*** Opening of DATA SECTION ***

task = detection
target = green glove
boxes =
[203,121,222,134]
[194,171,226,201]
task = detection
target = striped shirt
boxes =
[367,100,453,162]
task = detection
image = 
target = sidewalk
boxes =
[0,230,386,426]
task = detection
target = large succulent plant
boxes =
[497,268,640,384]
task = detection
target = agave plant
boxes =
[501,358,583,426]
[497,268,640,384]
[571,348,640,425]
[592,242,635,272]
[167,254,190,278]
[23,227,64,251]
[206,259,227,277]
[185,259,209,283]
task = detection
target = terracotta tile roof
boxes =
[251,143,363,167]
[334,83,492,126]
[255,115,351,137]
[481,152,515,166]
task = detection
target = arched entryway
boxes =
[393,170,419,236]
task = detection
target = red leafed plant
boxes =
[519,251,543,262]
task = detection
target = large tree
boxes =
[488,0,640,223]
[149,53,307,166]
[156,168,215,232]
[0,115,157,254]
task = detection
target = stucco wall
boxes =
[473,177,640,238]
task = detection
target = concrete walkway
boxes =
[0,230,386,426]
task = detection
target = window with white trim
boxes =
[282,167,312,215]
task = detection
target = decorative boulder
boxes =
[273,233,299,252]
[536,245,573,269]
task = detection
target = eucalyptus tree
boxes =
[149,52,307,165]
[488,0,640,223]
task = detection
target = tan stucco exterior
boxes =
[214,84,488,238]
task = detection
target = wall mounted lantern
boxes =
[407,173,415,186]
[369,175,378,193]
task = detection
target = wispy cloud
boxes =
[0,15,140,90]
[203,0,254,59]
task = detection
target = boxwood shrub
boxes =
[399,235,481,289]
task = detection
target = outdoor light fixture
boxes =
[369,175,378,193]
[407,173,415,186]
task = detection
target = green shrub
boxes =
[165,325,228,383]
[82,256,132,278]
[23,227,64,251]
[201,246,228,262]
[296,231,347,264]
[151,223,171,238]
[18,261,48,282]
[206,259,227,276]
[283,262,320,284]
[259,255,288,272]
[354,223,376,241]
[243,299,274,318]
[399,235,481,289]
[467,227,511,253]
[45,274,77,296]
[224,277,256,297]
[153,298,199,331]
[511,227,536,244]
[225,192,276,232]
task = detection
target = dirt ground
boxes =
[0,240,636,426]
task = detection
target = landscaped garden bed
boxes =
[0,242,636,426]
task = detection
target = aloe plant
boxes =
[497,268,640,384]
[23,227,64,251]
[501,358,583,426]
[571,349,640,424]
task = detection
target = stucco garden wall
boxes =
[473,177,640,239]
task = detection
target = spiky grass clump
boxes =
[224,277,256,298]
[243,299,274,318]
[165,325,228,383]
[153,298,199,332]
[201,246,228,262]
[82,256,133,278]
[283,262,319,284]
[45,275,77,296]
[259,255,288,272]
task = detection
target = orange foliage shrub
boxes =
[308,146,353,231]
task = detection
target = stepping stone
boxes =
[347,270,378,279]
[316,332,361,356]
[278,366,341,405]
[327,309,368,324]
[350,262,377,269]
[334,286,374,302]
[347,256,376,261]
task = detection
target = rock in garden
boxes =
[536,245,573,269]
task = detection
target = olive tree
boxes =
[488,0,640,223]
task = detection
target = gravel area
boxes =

*** Close of DATA SECTION ***

_WORK TO BE COMPLETED_.
Would you give the number of lines of the data that include the string "large"? Nothing else is wanted.

_ANSWER SECTION_.
2